--- SET EXERCISE ---
Please recast every item below as a numbered list, one line per entry, leaving out blank lines and the pictures.

[Detection annotation items]
## BEGIN

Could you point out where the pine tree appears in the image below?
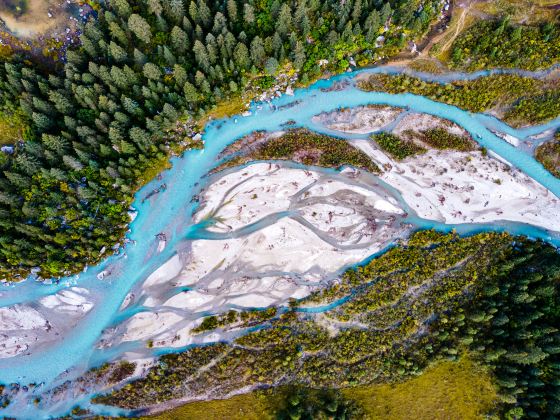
[142,63,161,80]
[183,82,200,104]
[227,0,237,23]
[251,36,266,67]
[146,0,163,16]
[276,3,292,36]
[128,14,152,44]
[111,0,132,18]
[243,3,255,26]
[233,42,251,69]
[168,0,185,22]
[193,39,210,71]
[171,26,189,54]
[109,41,128,63]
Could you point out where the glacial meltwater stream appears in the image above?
[0,67,560,418]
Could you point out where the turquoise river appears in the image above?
[0,67,560,418]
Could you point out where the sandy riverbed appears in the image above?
[103,163,408,347]
[0,287,94,358]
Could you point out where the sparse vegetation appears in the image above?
[535,136,560,178]
[216,129,379,173]
[371,133,426,160]
[360,74,560,126]
[95,231,560,417]
[451,17,560,71]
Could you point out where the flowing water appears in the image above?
[0,67,560,418]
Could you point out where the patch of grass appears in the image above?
[0,112,27,145]
[535,138,560,178]
[450,18,560,71]
[420,128,474,152]
[371,133,426,160]
[147,357,496,420]
[196,95,247,131]
[217,129,379,173]
[350,357,496,420]
[144,391,282,420]
[359,74,560,126]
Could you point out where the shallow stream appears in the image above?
[0,67,560,418]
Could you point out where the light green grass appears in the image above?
[149,358,496,420]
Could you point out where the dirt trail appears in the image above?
[0,0,73,38]
[441,3,470,51]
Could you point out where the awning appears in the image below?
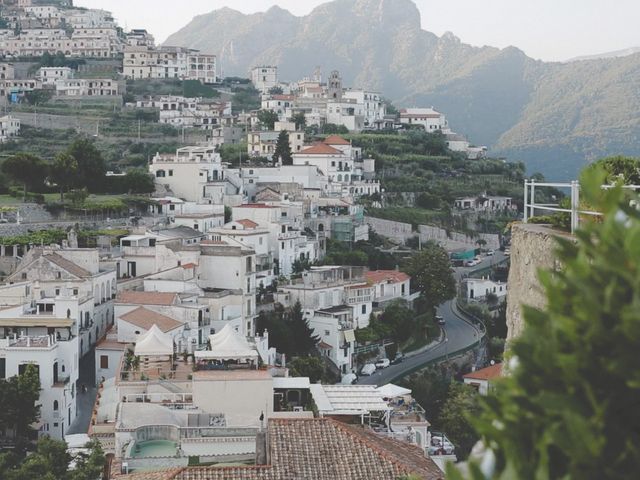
[133,324,173,357]
[194,324,258,360]
[0,316,73,328]
[344,330,356,343]
[376,383,411,398]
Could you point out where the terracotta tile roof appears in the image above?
[271,94,294,100]
[294,143,342,155]
[322,135,351,145]
[116,418,444,480]
[269,419,442,480]
[238,203,276,208]
[116,290,178,305]
[111,467,186,480]
[120,307,182,333]
[365,270,411,283]
[462,363,502,380]
[236,218,258,228]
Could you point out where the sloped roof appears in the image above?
[365,270,411,283]
[294,143,342,155]
[120,307,182,332]
[323,135,351,145]
[462,363,502,380]
[133,324,173,357]
[236,218,258,228]
[116,290,178,305]
[116,418,444,480]
[42,253,91,277]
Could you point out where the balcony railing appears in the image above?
[524,180,640,233]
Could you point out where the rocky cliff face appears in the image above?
[165,0,640,180]
[507,223,568,341]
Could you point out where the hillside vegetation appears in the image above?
[167,0,640,180]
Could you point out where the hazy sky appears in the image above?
[75,0,640,60]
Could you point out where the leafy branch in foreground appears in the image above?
[447,169,640,480]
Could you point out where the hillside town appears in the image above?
[0,0,640,480]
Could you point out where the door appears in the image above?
[127,262,136,277]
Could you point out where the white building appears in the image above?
[54,77,122,97]
[454,193,517,212]
[0,115,20,143]
[462,363,502,395]
[36,67,73,85]
[251,65,278,93]
[6,247,116,355]
[198,239,257,336]
[212,218,275,287]
[122,45,217,83]
[247,126,304,158]
[343,89,387,128]
[400,108,449,133]
[365,270,412,306]
[149,146,224,203]
[463,278,507,300]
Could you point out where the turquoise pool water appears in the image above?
[131,440,178,458]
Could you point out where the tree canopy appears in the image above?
[257,302,320,356]
[447,168,640,480]
[0,437,105,480]
[404,242,456,307]
[67,138,107,192]
[50,152,78,202]
[587,155,640,185]
[0,365,40,450]
[258,110,278,130]
[2,153,48,199]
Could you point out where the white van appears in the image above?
[360,363,376,376]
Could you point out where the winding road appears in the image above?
[357,251,505,386]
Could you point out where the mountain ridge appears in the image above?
[165,0,640,178]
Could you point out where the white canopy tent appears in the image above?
[133,324,173,357]
[194,324,258,360]
[376,383,411,398]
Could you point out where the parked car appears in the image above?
[376,358,391,368]
[360,363,376,376]
[391,353,404,365]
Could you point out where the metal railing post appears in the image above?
[529,179,536,217]
[523,178,529,223]
[571,180,580,233]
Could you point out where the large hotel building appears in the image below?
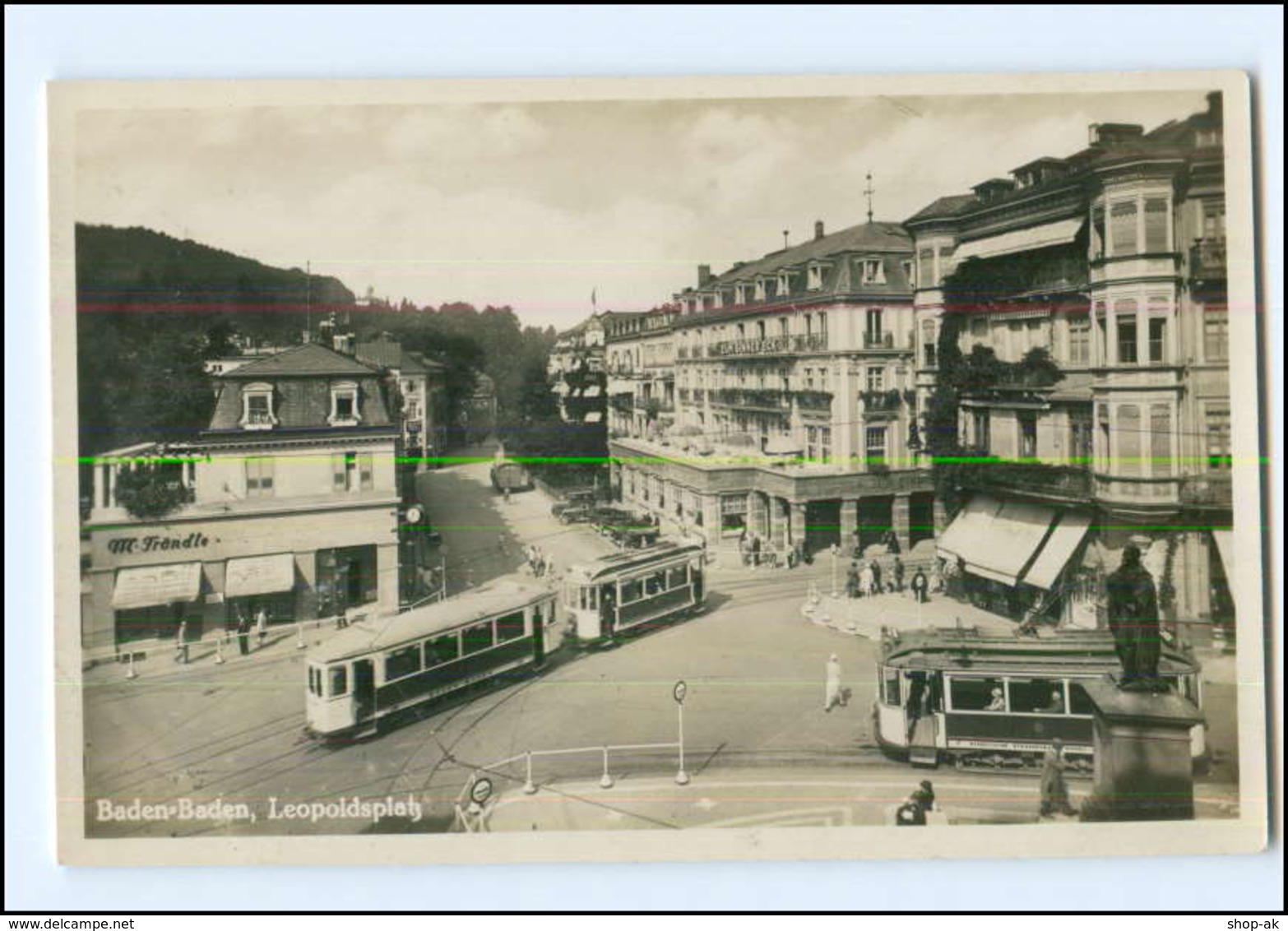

## END

--- REPLY TO THE EXERCISE ---
1. Could you point out where the pine tree appears in the image below?
2. [142,63,161,80]
3. [183,82,200,104]
4. [227,0,237,23]
5. [251,36,266,67]
6. [146,0,163,16]
7. [276,3,292,36]
8. [128,14,152,44]
9. [111,0,132,18]
10. [243,3,255,26]
11. [233,42,251,69]
12. [168,0,185,22]
13. [193,39,210,71]
14. [171,26,189,54]
15. [109,41,128,63]
16. Could you point out where the glacial meltwater stream appears in the image above?
17. [0,67,560,418]
18. Could you point out where the turquoise river appears in the image above?
19. [0,67,560,418]
20. Could you point out where the sandy riverbed appears in the image above?
21. [103,163,408,347]
22. [0,287,94,358]
23. Could you point out where the sparse vegetation appears in the image above?
24. [535,136,560,178]
25. [216,129,379,173]
26. [371,133,426,160]
27. [360,74,560,126]
28. [95,231,560,417]
29. [451,17,560,71]
30. Could you point out where the flowing water appears in the image above?
31. [0,67,560,418]
32. Could you point out where the patch of grass appears in the image above?
33. [0,112,27,145]
34. [535,138,560,178]
35. [450,18,560,71]
36. [420,128,474,152]
37. [371,133,426,160]
38. [147,357,496,420]
39. [196,95,247,131]
40. [217,129,379,173]
41. [350,357,496,420]
42. [144,391,282,420]
43. [359,74,560,126]
44. Could you point out where the shallow stream appears in the image above?
45. [0,67,560,418]
46. Could you point out where the light green grass appears in the image above?
47. [149,358,496,420]
48. Could you point out where the dirt trail appears in the image above?
49. [0,0,73,38]
50. [441,3,470,51]
51. Could you point out where the awning appears in the image below?
52. [133,324,173,357]
53. [194,324,258,360]
54. [0,316,73,328]
55. [344,330,356,343]
56. [376,383,411,398]
57. Could you point out where the terracotta tile roof appears in the image above?
58. [271,94,294,100]
59. [294,143,342,155]
60. [322,135,351,145]
61. [116,418,444,480]
62. [269,419,442,480]
63. [238,203,276,208]
64. [116,290,178,305]
65. [111,467,186,480]
66. [120,307,182,333]
67. [365,270,411,283]
68. [462,363,502,380]
69. [236,218,258,228]
70. Could you point out where the sloped roof appears in the image above?
71. [365,270,411,283]
72. [294,143,342,155]
73. [120,307,182,332]
74. [323,135,351,145]
75. [462,363,502,380]
76. [133,324,173,357]
77. [236,218,258,228]
78. [116,290,178,305]
79. [116,418,444,480]
80. [42,253,91,277]
81. Could you point out where the balcony railing appears in the image above?
82. [524,180,640,233]
83. Could you point out where the rocky cliff face appears in the image above?
84. [165,0,640,180]
85. [507,223,568,341]
86. Could you point out where the hillside vegetation appears in the image above?
87. [167,0,640,180]
88. Could you point out where the hazy sky appears in the image above?
89. [75,0,640,60]
90. Could you point out where the leafy branch in foreground appears in the image above?
91. [447,169,640,480]
92. Could you point out where the hillside town appears in the image above?
93. [0,0,640,480]
94. Could you point out where the door appears in the image above?
95. [127,262,136,277]
96. Could you point out where the white building appears in the image above?
97. [54,77,122,97]
98. [454,193,517,212]
99. [0,115,20,143]
100. [462,363,502,395]
101. [36,67,73,85]
102. [251,65,278,93]
103. [6,247,116,355]
104. [198,239,257,336]
105. [212,218,275,287]
106. [122,45,217,83]
107. [247,126,304,158]
108. [343,89,387,128]
109. [400,108,449,133]
110. [365,270,412,306]
111. [149,146,224,203]
112. [463,278,507,300]
113. Could you point out where the turquoise pool water appears in the image above?
114. [131,440,178,458]
115. Could you point out where the tree canopy appears in the image above?
116. [257,302,320,356]
117. [447,168,640,480]
118. [0,437,105,480]
119. [404,242,456,307]
120. [67,138,107,192]
121. [50,152,78,202]
122. [587,155,640,185]
123. [0,365,40,450]
124. [258,110,278,130]
125. [2,153,48,199]
126. Could you point out where the white van appears in the image above?
127. [360,363,376,376]
128. Could you point out where the winding road appears in the image above?
129. [357,251,505,386]
130. Could you point out where the mountain ridge appears in the image above?
131. [165,0,640,178]
132. Could you point out where the white canopy tent appears in the image above?
133. [133,324,173,357]
134. [194,324,258,360]
135. [376,383,411,398]
136. Could you point out where the parked car appears in the image above?
137. [376,358,391,368]
138. [360,363,376,376]
139. [391,353,404,365]
140. Could you point out where the metal railing post appears in the image above?
141. [529,179,536,217]
142. [523,178,529,223]
143. [571,180,580,233]
144. Could you point out where the large hotel building appears in the image below?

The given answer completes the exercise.